— start of Records for this task —

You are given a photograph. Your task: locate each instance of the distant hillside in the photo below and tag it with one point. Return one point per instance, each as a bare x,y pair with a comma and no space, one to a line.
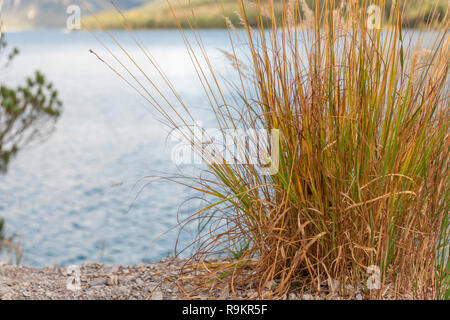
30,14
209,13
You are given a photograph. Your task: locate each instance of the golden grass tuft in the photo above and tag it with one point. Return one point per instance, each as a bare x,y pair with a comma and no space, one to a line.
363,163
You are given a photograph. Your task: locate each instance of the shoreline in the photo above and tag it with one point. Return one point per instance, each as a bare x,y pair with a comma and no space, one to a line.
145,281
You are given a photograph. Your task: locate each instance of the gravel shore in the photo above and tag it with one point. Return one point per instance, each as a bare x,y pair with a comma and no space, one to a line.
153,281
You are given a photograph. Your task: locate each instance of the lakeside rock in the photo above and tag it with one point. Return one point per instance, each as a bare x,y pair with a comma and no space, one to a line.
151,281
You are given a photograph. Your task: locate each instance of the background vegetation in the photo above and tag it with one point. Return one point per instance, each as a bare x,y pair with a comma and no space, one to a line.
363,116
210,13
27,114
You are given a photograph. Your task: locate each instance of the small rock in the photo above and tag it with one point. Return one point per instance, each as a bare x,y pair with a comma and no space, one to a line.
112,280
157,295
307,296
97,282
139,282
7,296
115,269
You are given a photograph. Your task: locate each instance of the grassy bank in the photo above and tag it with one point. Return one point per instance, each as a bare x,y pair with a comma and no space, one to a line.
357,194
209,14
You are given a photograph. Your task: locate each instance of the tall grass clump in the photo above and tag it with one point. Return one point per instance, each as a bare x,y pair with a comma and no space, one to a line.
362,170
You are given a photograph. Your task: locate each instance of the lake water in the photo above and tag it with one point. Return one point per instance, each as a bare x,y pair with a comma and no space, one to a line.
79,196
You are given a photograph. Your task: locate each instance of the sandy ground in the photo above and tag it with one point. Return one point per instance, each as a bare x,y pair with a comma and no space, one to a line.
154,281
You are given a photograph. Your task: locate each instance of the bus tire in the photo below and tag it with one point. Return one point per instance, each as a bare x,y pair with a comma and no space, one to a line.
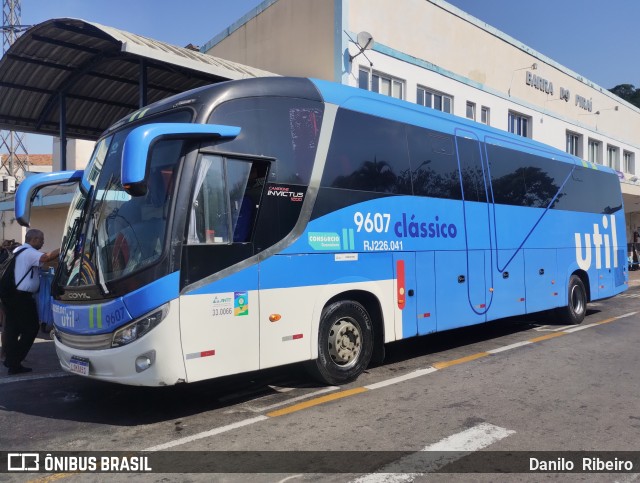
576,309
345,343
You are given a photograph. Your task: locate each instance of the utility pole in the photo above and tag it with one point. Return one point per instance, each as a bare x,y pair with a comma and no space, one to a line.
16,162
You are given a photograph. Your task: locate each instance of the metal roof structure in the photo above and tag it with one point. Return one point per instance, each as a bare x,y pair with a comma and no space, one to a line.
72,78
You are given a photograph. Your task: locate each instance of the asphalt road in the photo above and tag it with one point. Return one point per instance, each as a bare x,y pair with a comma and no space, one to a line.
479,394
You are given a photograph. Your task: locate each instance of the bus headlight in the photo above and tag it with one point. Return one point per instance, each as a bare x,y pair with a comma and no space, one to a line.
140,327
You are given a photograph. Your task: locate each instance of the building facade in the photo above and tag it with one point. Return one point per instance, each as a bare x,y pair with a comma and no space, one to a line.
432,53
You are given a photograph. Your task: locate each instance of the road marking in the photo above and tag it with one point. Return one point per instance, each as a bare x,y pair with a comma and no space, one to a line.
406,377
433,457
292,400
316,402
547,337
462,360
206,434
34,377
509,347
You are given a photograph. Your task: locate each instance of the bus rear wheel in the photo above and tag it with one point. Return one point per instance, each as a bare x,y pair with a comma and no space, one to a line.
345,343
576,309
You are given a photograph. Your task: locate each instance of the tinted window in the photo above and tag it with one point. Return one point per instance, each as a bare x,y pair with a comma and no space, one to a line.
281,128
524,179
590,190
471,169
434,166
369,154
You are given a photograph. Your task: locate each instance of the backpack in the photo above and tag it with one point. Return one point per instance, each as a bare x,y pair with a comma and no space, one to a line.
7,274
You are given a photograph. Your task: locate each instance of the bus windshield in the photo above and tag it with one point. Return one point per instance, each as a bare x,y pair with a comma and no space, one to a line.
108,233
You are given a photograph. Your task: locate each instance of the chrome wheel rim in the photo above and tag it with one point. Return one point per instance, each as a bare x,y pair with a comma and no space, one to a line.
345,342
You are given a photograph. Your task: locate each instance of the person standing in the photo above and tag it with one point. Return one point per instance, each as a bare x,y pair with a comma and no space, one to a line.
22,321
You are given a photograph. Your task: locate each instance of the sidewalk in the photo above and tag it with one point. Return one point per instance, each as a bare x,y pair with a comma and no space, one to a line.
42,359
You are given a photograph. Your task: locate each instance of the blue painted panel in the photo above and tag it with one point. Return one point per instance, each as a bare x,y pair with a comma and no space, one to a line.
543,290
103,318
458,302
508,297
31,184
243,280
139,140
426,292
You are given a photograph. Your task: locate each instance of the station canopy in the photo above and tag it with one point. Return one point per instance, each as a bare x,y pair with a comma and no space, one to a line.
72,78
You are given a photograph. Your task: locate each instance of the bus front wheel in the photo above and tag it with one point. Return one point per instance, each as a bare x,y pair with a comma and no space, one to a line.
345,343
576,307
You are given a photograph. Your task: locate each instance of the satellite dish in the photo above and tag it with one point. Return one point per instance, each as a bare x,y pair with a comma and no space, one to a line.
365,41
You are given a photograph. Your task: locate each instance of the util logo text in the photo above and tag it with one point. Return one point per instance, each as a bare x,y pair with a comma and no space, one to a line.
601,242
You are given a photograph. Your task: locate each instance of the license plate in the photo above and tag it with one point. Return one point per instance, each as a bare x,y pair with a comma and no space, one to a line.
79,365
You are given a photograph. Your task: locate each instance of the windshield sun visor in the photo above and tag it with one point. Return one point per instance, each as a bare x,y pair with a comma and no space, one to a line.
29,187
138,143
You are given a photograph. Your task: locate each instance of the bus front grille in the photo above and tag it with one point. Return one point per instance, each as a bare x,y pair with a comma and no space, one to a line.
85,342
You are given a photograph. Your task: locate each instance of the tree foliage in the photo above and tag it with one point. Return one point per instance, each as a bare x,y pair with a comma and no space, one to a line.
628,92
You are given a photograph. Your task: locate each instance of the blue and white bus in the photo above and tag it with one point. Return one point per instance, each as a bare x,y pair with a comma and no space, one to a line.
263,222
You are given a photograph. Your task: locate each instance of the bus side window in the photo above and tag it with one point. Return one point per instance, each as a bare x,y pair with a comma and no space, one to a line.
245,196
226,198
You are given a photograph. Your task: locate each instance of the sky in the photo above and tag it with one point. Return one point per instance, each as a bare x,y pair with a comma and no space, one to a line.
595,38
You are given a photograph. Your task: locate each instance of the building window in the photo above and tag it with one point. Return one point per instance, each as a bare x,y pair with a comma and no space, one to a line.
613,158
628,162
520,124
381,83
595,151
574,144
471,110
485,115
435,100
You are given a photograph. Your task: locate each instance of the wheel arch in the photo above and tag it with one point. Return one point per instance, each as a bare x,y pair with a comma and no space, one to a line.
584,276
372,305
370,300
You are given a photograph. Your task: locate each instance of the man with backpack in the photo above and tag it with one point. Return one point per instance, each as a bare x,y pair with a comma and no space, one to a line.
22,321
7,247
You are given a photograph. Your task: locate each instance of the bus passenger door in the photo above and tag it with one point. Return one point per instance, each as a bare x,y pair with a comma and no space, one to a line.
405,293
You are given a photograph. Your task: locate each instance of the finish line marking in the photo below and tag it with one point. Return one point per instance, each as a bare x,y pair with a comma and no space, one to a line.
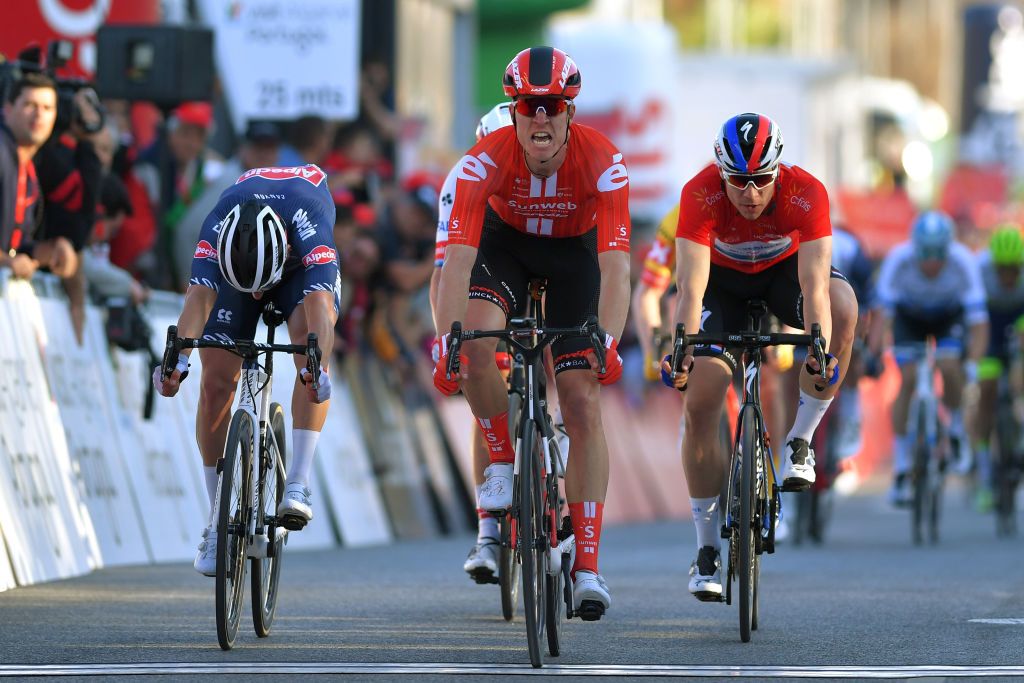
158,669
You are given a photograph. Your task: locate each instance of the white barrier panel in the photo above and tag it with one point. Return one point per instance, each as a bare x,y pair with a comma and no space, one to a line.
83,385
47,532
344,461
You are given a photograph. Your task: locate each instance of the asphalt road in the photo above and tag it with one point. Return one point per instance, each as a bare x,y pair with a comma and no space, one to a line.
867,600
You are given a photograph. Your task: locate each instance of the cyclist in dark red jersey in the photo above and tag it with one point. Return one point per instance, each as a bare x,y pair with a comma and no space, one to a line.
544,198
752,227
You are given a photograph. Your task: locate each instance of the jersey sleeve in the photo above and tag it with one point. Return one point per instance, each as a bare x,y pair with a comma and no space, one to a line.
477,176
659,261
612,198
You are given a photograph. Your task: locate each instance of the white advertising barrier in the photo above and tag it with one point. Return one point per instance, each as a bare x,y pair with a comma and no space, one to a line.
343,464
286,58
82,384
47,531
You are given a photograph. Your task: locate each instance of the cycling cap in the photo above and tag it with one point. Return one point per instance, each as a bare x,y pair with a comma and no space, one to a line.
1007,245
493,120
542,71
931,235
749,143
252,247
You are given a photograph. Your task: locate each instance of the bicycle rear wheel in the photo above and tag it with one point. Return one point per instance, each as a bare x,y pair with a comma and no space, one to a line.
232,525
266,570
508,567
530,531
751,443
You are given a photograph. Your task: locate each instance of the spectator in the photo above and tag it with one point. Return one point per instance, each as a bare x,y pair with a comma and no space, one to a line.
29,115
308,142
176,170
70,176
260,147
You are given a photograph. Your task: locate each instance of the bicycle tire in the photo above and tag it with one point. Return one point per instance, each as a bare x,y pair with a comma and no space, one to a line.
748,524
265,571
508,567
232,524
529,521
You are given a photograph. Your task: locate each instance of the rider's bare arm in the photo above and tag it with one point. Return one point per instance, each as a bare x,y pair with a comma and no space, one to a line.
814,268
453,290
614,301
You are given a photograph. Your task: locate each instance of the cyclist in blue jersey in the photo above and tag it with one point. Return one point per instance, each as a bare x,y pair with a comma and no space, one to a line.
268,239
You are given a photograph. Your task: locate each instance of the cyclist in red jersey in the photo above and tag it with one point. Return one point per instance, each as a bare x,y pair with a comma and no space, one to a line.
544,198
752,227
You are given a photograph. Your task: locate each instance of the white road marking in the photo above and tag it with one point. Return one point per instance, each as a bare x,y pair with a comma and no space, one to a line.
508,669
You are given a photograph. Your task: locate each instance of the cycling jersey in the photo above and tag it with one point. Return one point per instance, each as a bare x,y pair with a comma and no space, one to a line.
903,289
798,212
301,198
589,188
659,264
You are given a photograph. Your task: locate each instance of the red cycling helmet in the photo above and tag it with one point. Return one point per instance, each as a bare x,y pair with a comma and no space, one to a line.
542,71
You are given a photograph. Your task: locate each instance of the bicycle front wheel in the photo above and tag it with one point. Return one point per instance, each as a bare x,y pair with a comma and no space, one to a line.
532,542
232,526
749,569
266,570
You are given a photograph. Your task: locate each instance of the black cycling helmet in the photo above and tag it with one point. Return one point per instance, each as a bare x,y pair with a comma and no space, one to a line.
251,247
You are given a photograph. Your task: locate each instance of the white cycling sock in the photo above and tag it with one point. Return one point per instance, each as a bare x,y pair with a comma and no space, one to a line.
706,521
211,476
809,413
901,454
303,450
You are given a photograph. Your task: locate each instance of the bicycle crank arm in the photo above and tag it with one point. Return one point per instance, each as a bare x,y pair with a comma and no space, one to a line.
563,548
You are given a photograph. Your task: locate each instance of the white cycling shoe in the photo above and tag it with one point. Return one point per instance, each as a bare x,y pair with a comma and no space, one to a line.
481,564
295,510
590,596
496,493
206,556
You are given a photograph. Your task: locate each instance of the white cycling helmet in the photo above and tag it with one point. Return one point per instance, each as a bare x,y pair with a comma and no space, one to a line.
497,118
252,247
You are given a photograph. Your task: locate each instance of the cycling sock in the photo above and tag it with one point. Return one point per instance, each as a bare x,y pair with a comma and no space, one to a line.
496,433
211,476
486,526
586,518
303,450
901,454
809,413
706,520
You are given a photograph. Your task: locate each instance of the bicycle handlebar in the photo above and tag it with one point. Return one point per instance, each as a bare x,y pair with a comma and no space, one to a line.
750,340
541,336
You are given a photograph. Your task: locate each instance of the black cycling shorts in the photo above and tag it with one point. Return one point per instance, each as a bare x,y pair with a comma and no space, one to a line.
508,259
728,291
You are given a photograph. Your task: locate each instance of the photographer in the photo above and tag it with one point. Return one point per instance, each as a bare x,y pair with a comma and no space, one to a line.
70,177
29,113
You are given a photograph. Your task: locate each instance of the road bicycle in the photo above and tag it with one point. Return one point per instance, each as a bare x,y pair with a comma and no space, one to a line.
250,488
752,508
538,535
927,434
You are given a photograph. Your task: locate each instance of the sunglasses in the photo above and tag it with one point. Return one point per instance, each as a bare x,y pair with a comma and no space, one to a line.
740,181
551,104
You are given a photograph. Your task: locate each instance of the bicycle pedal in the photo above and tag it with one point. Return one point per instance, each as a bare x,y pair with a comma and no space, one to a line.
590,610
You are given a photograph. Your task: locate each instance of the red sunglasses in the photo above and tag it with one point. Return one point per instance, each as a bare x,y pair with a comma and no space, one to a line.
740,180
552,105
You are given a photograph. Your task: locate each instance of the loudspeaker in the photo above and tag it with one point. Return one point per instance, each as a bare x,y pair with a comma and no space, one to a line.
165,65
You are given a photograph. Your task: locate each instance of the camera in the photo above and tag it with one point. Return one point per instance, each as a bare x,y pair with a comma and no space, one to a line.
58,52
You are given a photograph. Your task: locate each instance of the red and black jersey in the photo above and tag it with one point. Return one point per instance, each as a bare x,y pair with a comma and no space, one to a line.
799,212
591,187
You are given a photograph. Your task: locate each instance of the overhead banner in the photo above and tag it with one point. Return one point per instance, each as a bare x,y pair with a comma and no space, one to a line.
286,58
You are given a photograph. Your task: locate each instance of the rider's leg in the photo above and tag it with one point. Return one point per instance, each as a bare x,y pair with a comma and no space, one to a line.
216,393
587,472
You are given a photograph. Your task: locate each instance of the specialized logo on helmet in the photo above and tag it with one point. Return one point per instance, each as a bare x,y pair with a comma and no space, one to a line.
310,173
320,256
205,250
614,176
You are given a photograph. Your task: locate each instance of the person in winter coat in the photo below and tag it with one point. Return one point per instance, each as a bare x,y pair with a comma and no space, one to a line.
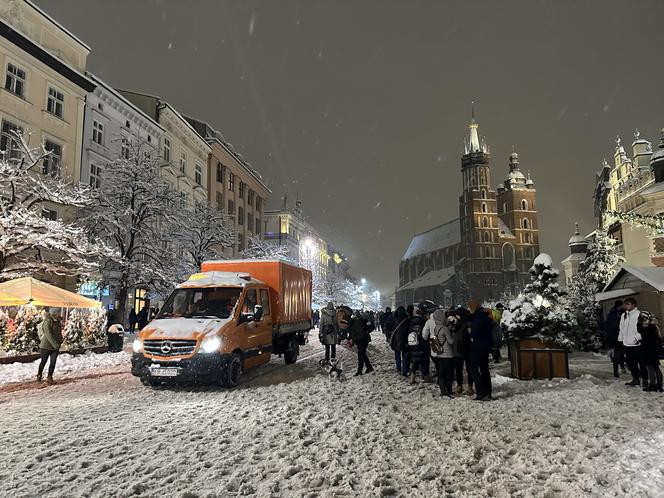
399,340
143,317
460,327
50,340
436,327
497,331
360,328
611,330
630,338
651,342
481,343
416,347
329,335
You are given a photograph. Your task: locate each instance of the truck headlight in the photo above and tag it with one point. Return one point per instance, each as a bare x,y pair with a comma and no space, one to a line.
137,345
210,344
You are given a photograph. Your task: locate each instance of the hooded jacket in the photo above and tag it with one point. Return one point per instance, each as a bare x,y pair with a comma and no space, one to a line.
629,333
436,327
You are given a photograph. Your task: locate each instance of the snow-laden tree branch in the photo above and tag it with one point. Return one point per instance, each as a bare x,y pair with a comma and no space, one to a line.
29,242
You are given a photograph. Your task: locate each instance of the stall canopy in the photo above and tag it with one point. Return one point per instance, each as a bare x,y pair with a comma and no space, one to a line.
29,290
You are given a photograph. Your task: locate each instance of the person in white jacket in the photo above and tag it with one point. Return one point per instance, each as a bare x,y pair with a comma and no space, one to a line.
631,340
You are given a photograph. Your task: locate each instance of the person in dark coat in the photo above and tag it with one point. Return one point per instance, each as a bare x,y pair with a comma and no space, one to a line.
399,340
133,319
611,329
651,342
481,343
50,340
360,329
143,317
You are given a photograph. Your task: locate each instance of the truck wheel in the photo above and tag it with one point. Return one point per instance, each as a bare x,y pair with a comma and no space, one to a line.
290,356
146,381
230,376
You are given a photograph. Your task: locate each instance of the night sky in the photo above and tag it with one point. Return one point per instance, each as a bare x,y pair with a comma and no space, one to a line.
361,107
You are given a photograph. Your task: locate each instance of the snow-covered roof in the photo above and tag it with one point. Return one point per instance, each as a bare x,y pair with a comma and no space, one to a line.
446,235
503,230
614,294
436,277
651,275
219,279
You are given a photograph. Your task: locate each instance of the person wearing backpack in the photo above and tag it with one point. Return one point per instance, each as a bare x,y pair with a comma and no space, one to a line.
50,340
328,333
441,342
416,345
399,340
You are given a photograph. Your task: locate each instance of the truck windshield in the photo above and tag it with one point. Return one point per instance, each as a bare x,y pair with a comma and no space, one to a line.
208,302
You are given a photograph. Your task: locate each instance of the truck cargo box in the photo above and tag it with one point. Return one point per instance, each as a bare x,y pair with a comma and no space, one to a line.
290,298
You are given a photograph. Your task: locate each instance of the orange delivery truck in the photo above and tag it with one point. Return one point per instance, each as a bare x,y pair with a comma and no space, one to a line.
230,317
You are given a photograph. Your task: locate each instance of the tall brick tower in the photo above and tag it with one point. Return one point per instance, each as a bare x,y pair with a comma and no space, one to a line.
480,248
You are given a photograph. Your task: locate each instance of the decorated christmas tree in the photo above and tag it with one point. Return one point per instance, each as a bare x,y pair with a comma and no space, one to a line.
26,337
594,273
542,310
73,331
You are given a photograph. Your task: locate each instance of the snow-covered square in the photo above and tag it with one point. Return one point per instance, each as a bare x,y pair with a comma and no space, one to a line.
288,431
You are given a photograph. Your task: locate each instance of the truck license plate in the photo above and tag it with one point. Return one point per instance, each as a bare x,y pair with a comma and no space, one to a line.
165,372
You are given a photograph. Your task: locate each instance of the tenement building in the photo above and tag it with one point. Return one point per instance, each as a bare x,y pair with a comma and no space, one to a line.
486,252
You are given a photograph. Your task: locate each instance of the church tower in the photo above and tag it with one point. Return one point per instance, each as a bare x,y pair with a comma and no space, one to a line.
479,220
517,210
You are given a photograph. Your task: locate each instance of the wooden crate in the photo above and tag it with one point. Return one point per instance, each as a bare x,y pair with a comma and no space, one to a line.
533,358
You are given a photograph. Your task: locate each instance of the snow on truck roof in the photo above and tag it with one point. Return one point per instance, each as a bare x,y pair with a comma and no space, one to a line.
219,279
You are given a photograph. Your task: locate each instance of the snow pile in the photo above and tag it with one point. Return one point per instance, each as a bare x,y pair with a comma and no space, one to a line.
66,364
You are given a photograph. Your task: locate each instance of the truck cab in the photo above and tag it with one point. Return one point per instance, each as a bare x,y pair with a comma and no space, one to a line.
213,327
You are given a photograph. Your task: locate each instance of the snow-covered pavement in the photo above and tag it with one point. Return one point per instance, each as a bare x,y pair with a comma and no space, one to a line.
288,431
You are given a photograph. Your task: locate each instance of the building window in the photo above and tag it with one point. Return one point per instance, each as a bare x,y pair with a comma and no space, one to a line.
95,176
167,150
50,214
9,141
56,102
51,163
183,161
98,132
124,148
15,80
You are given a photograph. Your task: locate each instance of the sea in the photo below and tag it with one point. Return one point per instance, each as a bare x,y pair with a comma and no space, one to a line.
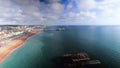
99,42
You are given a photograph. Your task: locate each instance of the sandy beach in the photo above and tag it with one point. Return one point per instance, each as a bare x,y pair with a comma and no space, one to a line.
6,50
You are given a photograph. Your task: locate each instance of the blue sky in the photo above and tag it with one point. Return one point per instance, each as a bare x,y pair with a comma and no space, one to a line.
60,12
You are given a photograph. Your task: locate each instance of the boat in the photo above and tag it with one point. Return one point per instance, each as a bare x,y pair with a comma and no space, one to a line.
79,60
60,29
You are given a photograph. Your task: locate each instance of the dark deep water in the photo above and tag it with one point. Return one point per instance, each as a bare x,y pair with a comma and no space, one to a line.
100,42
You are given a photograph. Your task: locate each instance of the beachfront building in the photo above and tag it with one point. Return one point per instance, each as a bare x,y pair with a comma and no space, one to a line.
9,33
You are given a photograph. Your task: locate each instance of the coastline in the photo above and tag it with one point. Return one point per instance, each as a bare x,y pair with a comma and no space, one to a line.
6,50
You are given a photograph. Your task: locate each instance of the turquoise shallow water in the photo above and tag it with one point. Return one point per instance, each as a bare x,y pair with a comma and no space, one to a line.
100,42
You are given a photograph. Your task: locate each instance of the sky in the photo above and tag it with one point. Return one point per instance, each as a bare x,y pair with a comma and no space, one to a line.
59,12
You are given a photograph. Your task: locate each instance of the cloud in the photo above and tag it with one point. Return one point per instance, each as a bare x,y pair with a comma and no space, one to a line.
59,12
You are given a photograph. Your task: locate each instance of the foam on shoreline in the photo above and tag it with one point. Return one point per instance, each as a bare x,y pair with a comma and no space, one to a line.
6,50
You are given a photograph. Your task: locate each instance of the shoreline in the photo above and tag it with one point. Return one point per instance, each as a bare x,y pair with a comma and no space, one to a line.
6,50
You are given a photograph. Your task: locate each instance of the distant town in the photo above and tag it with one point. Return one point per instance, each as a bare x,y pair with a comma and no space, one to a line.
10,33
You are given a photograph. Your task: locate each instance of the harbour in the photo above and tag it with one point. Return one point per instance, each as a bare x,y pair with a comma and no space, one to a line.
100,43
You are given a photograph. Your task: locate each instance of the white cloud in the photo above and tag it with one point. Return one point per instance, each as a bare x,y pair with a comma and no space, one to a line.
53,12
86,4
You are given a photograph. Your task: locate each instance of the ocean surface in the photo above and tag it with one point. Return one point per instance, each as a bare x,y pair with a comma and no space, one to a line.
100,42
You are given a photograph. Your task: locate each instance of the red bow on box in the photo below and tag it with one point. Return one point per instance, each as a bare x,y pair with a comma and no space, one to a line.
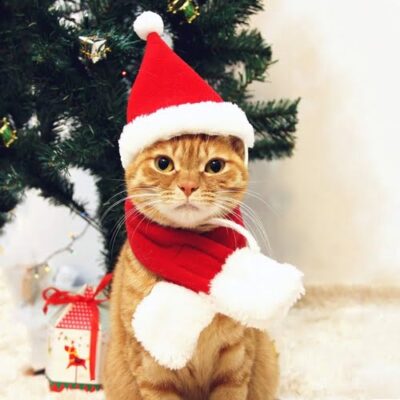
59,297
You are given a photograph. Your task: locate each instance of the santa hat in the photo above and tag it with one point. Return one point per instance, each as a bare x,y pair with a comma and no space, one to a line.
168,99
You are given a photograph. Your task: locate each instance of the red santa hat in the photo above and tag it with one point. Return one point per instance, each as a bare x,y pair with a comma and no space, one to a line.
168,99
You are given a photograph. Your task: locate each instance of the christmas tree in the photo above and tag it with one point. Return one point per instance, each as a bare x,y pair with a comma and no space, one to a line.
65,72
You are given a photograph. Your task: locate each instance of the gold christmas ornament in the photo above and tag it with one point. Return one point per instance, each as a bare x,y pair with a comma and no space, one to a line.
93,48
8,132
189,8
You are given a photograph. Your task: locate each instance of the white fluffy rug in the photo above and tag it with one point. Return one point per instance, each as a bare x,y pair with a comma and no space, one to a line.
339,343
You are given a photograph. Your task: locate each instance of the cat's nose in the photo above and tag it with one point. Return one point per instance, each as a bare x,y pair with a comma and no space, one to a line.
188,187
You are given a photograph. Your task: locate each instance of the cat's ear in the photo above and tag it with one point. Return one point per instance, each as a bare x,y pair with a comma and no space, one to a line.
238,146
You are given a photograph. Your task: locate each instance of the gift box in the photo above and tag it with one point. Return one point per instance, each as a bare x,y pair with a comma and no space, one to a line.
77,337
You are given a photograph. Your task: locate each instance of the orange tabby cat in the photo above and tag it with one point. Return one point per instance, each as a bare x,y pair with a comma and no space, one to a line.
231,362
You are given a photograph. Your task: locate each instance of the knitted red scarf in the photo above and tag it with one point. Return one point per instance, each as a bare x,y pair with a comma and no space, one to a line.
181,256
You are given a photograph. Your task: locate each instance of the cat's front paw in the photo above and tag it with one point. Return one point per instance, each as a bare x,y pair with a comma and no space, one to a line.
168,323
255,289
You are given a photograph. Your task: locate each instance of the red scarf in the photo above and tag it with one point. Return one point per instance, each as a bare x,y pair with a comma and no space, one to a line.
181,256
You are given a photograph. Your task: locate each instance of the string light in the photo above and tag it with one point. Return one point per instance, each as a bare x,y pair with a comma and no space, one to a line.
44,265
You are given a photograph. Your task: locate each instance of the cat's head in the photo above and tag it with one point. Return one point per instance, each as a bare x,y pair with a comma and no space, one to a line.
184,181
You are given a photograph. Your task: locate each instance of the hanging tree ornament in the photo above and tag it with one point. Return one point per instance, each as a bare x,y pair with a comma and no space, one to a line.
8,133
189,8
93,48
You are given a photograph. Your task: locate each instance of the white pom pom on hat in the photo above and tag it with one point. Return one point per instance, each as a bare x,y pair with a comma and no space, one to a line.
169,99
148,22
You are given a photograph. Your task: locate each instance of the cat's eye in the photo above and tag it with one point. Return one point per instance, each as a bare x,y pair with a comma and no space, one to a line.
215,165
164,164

— end of Records for this task —

Nothing but the lines from the line with "of the hanging" to the last line of the listing above should appear; please retype them exactly, both ends included.

You are given a photograph. Your task: locate each instance of the hanging tree ornament in the photo above and tag it with one point. Return one point per instance, each as a bare x,y pair with a comma and no space, one to a line.
8,133
189,8
93,48
You are given a photograph. Your task: locate each instance of the white pom pom on hat in the photo above and tag it with one point. Return one point per instance, each as a bare x,y pair with a comma and no space, one to a line.
169,99
148,22
You are given a photograph. Your task: locate each instance of the cat's eye in the photo above and tag it with one point. Return one point per instance, each as a bare x,y pair with a comma and no space, one to a line.
215,165
164,164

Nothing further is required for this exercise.